=== Data shown ===

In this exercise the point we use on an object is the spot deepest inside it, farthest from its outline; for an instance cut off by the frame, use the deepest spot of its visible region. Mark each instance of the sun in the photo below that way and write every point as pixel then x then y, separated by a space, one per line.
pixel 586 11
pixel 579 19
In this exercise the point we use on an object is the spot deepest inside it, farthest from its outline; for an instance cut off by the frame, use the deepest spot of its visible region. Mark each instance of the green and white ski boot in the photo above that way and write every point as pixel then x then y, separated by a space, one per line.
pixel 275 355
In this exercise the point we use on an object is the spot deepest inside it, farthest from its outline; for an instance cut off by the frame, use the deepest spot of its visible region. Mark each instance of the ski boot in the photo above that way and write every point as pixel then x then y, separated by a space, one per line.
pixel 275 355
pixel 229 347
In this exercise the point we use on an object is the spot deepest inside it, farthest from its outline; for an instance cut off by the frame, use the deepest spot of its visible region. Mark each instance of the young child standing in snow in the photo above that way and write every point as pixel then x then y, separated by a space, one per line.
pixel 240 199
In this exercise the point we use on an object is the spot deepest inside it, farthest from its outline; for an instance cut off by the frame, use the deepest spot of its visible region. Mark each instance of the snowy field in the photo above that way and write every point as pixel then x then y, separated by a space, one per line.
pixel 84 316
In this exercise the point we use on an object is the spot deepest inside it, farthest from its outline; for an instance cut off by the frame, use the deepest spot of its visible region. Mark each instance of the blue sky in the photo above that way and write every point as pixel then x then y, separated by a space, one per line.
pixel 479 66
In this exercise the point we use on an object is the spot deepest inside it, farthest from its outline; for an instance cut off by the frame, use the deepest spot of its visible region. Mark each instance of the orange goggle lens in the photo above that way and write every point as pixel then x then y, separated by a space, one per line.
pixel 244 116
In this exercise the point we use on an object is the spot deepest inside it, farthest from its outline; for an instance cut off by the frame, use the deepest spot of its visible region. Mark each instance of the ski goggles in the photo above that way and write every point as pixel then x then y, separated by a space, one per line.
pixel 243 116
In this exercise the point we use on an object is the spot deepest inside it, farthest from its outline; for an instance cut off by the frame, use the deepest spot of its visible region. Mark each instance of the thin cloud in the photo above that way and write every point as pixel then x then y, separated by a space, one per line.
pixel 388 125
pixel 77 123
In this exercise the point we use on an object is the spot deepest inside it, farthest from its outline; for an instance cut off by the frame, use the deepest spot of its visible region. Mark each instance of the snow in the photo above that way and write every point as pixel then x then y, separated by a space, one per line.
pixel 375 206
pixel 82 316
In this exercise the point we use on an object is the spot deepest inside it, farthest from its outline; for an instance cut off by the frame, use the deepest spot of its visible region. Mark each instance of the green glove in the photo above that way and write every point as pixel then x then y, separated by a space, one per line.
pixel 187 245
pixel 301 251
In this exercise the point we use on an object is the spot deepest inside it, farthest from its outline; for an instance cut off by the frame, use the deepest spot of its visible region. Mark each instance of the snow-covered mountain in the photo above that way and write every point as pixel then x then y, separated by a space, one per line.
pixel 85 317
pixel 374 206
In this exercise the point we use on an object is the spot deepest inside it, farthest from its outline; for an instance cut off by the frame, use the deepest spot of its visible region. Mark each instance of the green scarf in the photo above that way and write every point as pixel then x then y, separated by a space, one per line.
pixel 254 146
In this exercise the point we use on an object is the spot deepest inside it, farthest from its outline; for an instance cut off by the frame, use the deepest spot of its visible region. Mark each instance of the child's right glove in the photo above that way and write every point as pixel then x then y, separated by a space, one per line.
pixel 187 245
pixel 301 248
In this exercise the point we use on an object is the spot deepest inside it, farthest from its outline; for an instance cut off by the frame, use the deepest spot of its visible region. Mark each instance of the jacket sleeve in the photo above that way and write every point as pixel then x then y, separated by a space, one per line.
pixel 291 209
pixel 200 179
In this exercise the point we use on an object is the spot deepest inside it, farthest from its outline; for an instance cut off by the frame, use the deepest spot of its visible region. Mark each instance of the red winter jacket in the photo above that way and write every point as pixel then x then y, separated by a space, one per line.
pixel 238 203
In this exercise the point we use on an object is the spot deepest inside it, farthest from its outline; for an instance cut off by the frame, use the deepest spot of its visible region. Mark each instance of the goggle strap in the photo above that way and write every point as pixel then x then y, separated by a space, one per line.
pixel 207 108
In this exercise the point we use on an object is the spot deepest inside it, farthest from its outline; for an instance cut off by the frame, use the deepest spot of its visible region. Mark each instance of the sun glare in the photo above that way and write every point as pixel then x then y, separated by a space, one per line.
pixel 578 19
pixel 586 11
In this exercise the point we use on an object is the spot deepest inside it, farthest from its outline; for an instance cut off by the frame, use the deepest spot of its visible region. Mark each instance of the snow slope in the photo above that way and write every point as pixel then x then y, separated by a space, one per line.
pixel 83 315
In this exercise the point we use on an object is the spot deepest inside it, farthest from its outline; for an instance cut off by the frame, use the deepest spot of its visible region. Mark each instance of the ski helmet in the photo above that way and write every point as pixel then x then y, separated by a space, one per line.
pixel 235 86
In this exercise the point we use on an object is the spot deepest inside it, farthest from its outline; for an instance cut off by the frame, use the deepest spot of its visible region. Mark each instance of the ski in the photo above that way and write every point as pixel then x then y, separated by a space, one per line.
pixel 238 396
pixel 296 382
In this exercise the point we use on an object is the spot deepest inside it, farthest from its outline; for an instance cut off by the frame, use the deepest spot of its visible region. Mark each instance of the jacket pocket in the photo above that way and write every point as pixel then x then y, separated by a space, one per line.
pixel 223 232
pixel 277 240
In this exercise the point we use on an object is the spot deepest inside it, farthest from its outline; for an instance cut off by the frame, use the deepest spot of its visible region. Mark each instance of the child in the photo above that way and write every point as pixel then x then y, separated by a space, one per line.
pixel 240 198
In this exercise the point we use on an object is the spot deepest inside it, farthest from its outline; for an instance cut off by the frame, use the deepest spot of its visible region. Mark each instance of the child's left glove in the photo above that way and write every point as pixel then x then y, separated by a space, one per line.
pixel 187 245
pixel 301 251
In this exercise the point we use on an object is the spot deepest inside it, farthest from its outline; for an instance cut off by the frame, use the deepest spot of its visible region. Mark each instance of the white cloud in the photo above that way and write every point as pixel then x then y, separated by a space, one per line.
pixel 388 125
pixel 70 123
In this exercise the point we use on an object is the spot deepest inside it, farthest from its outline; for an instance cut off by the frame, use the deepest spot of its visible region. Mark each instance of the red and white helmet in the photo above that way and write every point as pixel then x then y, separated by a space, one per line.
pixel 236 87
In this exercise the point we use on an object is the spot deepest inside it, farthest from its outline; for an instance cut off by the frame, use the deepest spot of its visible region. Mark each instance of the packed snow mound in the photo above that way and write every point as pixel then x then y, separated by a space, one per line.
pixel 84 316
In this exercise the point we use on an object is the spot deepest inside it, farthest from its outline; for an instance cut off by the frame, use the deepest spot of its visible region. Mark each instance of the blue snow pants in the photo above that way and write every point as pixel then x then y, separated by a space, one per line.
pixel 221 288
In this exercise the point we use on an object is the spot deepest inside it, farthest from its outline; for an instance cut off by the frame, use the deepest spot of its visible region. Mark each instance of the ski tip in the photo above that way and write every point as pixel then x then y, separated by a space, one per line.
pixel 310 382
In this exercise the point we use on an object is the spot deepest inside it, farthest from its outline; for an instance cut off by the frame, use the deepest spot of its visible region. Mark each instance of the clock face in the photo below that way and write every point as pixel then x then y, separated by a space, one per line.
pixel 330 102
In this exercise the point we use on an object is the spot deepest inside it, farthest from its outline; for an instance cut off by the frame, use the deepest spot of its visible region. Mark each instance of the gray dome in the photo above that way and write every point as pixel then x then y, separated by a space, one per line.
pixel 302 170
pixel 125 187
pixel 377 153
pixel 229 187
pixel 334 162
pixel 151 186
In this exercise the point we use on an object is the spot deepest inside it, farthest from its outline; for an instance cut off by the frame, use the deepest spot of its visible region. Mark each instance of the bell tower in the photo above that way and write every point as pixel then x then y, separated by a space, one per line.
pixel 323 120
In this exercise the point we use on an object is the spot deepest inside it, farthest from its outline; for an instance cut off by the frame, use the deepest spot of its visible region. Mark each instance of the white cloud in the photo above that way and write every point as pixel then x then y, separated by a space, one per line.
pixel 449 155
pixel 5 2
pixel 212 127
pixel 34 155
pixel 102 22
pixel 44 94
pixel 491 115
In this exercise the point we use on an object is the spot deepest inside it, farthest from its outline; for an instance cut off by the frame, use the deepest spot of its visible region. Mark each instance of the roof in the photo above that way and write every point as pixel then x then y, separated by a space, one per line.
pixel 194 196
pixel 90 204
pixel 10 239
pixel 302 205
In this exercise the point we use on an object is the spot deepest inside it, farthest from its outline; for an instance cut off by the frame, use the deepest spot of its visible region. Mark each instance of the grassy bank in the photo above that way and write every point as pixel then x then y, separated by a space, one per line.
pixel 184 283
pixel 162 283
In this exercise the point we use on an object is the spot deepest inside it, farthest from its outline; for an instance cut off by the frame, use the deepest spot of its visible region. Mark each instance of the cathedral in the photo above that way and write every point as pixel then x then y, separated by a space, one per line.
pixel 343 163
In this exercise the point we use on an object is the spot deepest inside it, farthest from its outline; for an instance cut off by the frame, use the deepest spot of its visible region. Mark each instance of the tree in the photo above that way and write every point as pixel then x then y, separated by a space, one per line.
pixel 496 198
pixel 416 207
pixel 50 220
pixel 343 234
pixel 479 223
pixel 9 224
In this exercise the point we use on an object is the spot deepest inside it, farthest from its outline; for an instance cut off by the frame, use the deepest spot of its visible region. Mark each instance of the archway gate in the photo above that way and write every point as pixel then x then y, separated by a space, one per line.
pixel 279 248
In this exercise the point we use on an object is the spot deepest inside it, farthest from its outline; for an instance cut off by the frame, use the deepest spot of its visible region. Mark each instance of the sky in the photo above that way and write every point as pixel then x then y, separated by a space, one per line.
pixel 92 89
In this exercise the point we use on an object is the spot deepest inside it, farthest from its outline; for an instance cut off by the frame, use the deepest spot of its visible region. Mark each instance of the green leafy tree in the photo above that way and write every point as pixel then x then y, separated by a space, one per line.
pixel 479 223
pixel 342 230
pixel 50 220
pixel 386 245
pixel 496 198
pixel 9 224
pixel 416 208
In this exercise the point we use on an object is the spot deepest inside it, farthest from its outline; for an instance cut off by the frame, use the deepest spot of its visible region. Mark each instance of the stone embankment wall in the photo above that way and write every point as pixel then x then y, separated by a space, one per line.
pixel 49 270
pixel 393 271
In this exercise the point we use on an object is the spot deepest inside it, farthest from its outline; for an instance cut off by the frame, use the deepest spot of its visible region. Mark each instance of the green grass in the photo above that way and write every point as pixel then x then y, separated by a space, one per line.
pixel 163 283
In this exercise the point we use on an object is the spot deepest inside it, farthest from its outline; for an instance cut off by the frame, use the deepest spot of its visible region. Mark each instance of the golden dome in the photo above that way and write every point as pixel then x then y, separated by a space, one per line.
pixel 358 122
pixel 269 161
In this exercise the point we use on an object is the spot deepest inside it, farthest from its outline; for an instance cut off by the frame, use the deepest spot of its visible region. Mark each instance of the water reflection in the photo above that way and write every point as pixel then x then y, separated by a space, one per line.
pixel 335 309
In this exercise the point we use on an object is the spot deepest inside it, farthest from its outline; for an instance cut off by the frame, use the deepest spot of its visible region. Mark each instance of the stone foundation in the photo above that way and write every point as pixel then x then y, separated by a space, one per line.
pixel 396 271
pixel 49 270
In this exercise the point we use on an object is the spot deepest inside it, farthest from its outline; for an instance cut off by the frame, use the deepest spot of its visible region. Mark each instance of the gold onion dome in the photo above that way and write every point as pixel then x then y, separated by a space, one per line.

===

Copy the rows from the one containing "the snow in" through the one containing "pixel 254 146" word for word, including both of those rows.

## Solution for this task:
In this exercise the point we use on an object is the spot deepest inside it, farthest from its outline; for an instance cut off by the frame, use the deepest spot of its visible region. Mark each instance of the snow in the photo above that way and write every point as pixel then x then y, separated by a space, one per line.
pixel 375 206
pixel 82 316
In this exercise the point we use on an object is the spot deepest inside it, farthest from its outline; for an instance cut off by the frame, use the deepest spot of its visible region. Mark each instance of the green glove in the photo above that way and write every point as pixel then x then y, separated by a space, one per line.
pixel 187 245
pixel 301 251
In this exercise the point we use on an object is the spot deepest inside it, farthest from its outline; for an instance cut off by the frame, use the deepest spot of its visible region. Mark each instance of the snow-covered mountain in the photo above that way and write every point as pixel then x then y, separated by a space, one per line.
pixel 85 317
pixel 374 206
In this exercise the point we use on an object is the spot deepest inside it, farthest from its outline; for an instance cut off by the frame, use the deepest spot of its visible region. Mark each instance of the green scarf in the photo above that way and write every point as pixel then x then y, separated by a space, one per line.
pixel 254 146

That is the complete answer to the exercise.